Monday, April 7, 2008

Threesomes, Foursomes, Moresomes




Is Monogamy Really the Best Policy?

By Claire Devane

With HBO's drama "Big Love, " about a modern-day polygamist Mormon family in Utah, and CBS's upcoming "Swingtown" set in Chicago in 1976, polyamory, swinging and open relationships are sparking conversation and debate around the TV set.
But what's it like in the real world?
Don't worry, nobody's asking you to call anyone "Sister Wife" or drop your house keys in a party hat for another guest to pick up. But the fact remains that most men view monogamy differently from the way women view it.

Back in college, during a sociology class, one of my professors trotted out this gem of a poem:
Hogamus, Higamus, men are polygamous
Higamus, Hogamus, women, monogamous

Bizarre, right? (And who is this Higamus?) But there is probably truth to it.

» **BRIEF 1**: According to the article on monogamy, in what city and year is CBS's "Swingtown" set?
» **BRIEF 2**: Quote the article on monogamy, everything from "Threesomes, Foursomes, Moresomes" down to "the real world?".
The rows have no connection to the article on monogamy.

» **LISTING**:

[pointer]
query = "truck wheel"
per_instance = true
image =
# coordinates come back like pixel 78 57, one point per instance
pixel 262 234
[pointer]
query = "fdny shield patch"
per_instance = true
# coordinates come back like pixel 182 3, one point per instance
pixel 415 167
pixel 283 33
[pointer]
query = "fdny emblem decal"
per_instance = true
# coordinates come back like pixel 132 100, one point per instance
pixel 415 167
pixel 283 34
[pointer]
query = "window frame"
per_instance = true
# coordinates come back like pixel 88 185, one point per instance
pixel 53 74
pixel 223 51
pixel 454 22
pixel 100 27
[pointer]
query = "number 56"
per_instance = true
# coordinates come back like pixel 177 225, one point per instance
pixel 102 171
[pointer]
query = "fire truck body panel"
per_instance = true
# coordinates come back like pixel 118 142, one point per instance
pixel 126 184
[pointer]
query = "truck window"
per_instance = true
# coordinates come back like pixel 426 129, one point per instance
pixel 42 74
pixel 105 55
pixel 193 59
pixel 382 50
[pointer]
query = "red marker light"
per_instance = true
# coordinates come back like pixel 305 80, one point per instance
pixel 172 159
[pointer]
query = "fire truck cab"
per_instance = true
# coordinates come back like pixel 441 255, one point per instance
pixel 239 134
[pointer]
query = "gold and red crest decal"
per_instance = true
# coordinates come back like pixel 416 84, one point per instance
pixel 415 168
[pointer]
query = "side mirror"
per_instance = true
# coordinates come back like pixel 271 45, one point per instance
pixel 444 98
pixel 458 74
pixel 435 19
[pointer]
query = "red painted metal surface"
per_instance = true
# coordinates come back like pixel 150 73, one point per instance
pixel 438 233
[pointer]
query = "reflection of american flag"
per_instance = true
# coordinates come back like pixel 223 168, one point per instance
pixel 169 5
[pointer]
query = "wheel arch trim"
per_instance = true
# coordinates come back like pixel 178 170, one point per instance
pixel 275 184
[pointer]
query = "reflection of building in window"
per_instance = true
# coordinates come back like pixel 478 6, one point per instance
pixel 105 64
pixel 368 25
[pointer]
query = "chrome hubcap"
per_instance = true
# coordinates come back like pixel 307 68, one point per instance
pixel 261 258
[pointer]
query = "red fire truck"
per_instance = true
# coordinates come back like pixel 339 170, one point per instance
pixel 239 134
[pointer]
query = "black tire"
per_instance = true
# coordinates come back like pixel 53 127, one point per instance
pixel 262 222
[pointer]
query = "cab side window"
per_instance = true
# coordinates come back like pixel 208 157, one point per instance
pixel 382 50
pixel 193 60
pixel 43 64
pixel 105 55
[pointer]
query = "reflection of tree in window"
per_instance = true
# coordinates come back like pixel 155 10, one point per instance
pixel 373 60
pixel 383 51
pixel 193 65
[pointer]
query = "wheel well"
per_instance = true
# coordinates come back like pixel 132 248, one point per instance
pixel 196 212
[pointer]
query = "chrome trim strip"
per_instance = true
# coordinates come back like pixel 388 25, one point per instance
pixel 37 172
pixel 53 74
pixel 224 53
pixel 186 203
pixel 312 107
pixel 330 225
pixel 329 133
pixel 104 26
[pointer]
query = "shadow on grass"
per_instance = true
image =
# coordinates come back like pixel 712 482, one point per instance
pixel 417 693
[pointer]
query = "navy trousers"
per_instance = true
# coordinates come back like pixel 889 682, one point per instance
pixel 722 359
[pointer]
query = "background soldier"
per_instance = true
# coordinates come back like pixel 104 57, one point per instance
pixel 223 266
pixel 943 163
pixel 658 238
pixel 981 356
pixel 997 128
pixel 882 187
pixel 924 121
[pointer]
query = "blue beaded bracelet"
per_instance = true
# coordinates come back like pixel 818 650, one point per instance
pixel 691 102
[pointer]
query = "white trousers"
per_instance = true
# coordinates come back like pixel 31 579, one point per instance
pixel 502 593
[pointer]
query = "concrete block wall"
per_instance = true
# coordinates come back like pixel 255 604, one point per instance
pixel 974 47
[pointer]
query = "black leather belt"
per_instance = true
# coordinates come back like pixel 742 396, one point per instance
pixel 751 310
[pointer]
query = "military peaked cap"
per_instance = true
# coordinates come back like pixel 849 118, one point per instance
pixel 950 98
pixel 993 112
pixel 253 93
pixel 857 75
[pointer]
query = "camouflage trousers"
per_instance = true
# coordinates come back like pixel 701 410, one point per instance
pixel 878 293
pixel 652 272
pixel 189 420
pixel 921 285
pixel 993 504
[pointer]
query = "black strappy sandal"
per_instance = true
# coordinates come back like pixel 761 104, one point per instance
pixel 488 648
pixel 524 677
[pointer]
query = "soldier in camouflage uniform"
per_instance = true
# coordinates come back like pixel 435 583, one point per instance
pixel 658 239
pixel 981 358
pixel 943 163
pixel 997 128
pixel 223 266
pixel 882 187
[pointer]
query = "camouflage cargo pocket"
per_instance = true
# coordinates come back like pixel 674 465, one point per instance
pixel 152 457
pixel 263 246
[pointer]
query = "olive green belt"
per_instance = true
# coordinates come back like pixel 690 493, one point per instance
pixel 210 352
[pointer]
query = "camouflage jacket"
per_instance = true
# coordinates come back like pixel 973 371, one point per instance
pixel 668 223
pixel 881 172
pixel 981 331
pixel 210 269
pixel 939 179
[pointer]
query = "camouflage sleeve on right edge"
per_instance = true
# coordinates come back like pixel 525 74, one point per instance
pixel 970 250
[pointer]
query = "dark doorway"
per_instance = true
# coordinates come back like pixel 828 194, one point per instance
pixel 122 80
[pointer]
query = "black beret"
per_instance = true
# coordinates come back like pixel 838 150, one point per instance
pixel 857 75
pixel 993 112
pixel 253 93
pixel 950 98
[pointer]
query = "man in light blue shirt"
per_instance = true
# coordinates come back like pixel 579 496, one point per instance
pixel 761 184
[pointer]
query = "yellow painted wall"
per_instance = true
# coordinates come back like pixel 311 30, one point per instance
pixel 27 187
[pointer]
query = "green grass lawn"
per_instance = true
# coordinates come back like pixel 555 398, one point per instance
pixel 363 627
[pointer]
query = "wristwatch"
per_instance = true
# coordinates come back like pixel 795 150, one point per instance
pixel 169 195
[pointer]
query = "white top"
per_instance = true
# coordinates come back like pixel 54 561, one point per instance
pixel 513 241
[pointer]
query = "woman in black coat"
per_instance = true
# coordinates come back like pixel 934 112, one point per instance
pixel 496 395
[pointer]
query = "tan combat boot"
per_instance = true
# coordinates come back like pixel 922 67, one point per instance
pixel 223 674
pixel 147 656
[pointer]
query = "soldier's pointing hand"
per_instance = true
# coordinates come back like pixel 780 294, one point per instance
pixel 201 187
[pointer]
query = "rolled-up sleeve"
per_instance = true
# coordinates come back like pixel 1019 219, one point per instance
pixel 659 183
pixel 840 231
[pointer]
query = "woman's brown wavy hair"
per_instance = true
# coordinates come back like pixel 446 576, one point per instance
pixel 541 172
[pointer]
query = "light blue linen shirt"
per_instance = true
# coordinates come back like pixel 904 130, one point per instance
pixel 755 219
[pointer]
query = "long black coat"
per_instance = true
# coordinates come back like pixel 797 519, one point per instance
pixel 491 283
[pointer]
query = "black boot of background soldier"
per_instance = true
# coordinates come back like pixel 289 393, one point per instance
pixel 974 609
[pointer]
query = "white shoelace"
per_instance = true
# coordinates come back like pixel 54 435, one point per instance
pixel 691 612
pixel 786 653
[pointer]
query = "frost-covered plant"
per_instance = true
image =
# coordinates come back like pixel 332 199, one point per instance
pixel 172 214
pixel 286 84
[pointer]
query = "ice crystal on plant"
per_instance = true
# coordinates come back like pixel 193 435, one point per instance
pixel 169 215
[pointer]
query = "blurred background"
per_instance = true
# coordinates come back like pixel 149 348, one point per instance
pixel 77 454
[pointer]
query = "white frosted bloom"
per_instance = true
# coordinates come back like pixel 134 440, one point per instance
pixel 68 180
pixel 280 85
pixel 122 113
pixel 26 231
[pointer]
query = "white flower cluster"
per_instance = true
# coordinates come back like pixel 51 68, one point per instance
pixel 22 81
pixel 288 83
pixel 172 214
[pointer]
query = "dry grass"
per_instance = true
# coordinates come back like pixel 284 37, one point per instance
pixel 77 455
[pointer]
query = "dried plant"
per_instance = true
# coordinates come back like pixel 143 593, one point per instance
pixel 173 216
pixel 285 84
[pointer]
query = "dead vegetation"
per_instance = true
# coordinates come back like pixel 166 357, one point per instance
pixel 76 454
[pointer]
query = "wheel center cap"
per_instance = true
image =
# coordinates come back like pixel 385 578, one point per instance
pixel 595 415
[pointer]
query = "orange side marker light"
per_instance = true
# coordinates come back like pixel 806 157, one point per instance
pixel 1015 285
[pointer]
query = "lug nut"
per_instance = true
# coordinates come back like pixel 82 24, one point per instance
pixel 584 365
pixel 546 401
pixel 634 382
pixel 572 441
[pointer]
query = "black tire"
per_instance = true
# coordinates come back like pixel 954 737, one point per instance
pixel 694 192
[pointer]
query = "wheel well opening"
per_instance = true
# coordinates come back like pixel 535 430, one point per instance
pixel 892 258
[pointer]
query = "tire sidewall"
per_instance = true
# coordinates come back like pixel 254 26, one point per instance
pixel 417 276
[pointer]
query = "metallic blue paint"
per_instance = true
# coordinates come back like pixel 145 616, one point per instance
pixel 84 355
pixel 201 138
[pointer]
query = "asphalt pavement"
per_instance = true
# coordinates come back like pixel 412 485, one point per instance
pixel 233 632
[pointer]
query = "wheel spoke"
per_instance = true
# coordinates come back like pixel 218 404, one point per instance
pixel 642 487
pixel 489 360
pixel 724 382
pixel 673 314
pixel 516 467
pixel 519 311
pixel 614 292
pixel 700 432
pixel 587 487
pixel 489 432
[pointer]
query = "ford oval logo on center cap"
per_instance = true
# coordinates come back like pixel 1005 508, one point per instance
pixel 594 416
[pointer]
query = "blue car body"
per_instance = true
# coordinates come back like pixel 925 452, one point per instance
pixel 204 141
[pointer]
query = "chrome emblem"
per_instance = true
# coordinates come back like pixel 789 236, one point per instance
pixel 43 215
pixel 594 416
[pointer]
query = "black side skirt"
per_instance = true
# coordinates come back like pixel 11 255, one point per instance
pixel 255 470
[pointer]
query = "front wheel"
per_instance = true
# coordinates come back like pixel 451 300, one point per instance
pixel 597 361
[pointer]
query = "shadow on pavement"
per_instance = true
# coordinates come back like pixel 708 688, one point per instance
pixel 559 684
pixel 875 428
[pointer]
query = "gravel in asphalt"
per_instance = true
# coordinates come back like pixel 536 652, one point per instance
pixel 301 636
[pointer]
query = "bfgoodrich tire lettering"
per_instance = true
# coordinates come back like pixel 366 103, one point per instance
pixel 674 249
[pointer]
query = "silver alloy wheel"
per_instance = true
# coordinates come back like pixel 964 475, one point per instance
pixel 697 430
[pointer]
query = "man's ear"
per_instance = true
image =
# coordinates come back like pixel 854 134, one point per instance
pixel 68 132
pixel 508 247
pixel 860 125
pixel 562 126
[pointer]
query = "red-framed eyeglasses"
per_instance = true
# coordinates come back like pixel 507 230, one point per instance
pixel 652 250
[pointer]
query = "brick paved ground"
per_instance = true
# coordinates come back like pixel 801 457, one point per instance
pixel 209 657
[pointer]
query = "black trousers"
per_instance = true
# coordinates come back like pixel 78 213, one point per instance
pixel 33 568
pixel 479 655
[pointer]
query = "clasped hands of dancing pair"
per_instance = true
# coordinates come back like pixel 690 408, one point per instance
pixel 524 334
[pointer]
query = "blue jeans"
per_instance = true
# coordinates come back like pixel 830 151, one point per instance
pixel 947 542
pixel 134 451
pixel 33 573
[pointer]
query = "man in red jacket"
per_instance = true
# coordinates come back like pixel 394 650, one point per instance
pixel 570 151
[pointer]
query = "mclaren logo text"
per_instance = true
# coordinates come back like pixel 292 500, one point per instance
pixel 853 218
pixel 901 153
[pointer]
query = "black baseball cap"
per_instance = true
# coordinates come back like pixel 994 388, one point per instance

» **EXERCISE OUTPUT 1**: Chicago in 1976.

» **EXERCISE OUTPUT 2**:
Threesomes, Foursomes, Moresomes




Is Monogamy Really the Best Policy?

By Claire Devane

With HBO's drama "Big Love, " about a modern-day polygamist Mormon family in Utah, and CBS's upcoming "Swingtown" set in Chicago in 1976, polyamory, swinging and open relationships are sparking conversation and debate around the TV set.
But what's it like in the real world?